Coordinate annotation records:
*****

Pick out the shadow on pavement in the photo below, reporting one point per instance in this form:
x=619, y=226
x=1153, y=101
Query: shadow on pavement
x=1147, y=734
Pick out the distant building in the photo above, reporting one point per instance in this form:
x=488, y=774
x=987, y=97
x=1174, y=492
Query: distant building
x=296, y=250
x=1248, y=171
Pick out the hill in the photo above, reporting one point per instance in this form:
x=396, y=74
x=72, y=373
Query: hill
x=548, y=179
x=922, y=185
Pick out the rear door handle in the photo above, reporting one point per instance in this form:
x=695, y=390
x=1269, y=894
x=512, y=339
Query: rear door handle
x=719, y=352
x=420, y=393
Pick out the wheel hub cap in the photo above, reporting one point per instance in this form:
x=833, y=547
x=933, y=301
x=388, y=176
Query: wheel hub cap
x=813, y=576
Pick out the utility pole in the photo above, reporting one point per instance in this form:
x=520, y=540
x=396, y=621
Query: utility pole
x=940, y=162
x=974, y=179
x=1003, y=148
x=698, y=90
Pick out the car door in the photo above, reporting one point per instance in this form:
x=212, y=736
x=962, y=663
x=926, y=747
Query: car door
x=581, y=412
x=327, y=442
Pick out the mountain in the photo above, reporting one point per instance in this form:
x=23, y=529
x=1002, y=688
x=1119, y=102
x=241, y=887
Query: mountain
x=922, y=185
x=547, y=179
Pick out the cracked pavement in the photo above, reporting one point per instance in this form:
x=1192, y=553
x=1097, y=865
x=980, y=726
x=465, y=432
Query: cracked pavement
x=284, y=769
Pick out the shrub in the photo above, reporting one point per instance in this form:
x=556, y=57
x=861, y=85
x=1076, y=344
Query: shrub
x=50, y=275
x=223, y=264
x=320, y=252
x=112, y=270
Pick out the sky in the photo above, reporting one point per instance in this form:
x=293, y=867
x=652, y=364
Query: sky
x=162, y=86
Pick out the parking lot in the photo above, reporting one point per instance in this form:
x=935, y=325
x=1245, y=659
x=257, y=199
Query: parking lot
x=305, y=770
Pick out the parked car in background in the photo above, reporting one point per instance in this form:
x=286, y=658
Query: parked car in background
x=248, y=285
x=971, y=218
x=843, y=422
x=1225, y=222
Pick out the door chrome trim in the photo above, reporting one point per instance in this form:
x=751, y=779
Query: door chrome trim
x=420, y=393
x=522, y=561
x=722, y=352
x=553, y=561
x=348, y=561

*****

Stated problem:
Reproduce the entire listing above line for line, without changing anything.

Output for this exercise:
Pick out the shadow on pavement in the photo below, reporting one point per instance in this form:
x=619, y=226
x=1153, y=101
Query: shadow on pavement
x=1147, y=734
Pick out the distant building in the photo above, reporting one point per instance in this form:
x=488, y=774
x=987, y=97
x=1174, y=492
Query: distant building
x=296, y=250
x=1248, y=171
Pick out the hill in the photo above, reporting one point per instance in this form:
x=396, y=74
x=72, y=373
Query: hill
x=548, y=179
x=922, y=185
Pick out the rear door handle in the photo above, reporting one point per instance in this form:
x=695, y=390
x=1269, y=894
x=512, y=339
Query: rear door handle
x=719, y=352
x=420, y=393
Pick out the wheel hub cap in the photo above, reporting one point per instance in this form:
x=833, y=547
x=933, y=301
x=388, y=176
Query: wheel hub cap
x=813, y=576
Pick out the utility pole in the photo above, reporting one point per instance in this form:
x=520, y=540
x=396, y=621
Query: utility pole
x=940, y=162
x=974, y=179
x=1003, y=148
x=698, y=90
Pick out the car door in the photo above, reporting one point per instance in this form:
x=212, y=736
x=962, y=663
x=926, y=747
Query: car door
x=581, y=412
x=327, y=442
Pick out the mountain in the photo above, reporting one point per instance in this form:
x=23, y=529
x=1002, y=688
x=1119, y=102
x=241, y=887
Query: mountain
x=922, y=185
x=547, y=179
Pick out the cracked pavement in the photo above, reporting one point per instance in this form:
x=1192, y=553
x=1097, y=865
x=980, y=726
x=465, y=432
Query: cracked pavement
x=284, y=769
Pick out the shrub in the photo above, reporting one point per instance in this form:
x=556, y=57
x=861, y=85
x=1076, y=344
Query: shrub
x=50, y=275
x=223, y=264
x=320, y=252
x=112, y=270
Pick out the sky in the photo above, reporting one point per instance in this form:
x=293, y=867
x=652, y=364
Query: sky
x=162, y=86
Pick out the parking lot in the photo above, reporting one point per instance in this form:
x=935, y=325
x=1245, y=659
x=257, y=199
Query: parking lot
x=305, y=770
Pick out the parked car in background in the photo above, reporting one point per instance in this form:
x=286, y=658
Query: parked car in background
x=248, y=285
x=971, y=218
x=843, y=422
x=1225, y=222
Pick out the door chrome trim in the photo above, reporting one point per instance in this form:
x=751, y=779
Query: door chrome trim
x=420, y=393
x=522, y=561
x=722, y=352
x=553, y=561
x=348, y=561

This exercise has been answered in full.